**** Text section

Truck Drivers Benefits

Companies that are trying to recruit career employees have learned that in addition to pay, other benefits are generally needed. While this was not true prior to unionization in the 1930s and 1940s, it common now for full time employees. In addition there are Federal and State laws in effect that can also affect available benefits, such as over time pay and certain other work condition requirements.

As stated in other sections, companies differ vastly when it comes to offerings. Some offer little more then 5 paid holidays and workers comp (state required accident insurance) up to generous paid vacations, retirement and other perks. If a benefit is important to you, get it in writing and understand all the conditions that require. Not to accuse recruiters of lying, but what you think someone said does not mean that is what they said.

You might have started truck driving as a single person and you are now married and kids are being added to the mix. These life changes require you to consider your total benefits package. As your experience grows, you may opportunities to work for other companies that offer better benefits then what you have now. However, before you jump from one company to another consider what you may be giving up (dispatch seniority, higher pay rates for years with the company, etc) for what ever new benefit you might be offered.

However, understand that when companies offer a benefit, make sure you know the parameters. Companies provide differing levels of benefits. Some benefits are paid for by the company. Some are partially paid for, as the company pays the basic and you pay for enhanced coverage. Other benefits may be offered at discounted group rates but without any company contribution to the costs.

Vacation Time

Most serious companies now offer some amount of paid vacation time for full time drivers. Normally one week is the minimum but you may not qualify for it until after 6 months or, not uncommonly, after 1 year. Many companies (but from all) now provide two weeks, but again the qualification period may be only after starting your 2nd, 3rd or 4th year with the company. Vacations generally have to be taken the year after completing the qualifying for it. So during your 2nd year with the company you will get the one week you earned the prior year. Vacation pay may be calculated by taking your annual earnings and paying you proportionally. Others have a set rate. The set rate could also be higher for more seniority drivers.

Paid Holidays

If a company recognizes and pays for Federal Holidays is vary subjective. The Federal government has 12 key holidays, although most USA employers only provide for 10 paid days off. Many (smaller) employers will provide for about 5 of the major ones as the only paid days. For Over The Road drivers, at some point you are going to be on the road during at least some national holidays. Depending on the company, you may be paid for the day in your paycheck when it occurs (assuming you were forced to sit because you could not load or unload) or you will be given an extra day you can take off during the year (a flex/personal day). Not all companies even pay for holidays, they just give you the opportunity to not have to work.

********

• **Exercise set**:
1 > Decide whether each statement agrees with the text on truck drivers' benefits, answering yes or no and quoting the deciding words: (a) The Federal government has 12 key holidays. (b) Vacation pay is always calculated at a set rate. (c) Workers comp is state required accident insurance.
2 > Pull out every line of the rows that contains the word "provide", matching case.
The text on truck drivers' benefits has no connection to the rows.

**** Dataset

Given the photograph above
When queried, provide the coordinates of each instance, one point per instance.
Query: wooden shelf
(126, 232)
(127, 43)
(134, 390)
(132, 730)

********

• **Solutions**:
1 >
(a) Yes: "The Federal government has 12 key holidays"
(b) No: "Vacation pay may be calculated by taking your annual earnings and paying you proportionally. Others have a set rate."
(c) Yes: "workers comp (state required accident insurance)"

2 >
When queried, provide the coordinates of each instance, one point per instance.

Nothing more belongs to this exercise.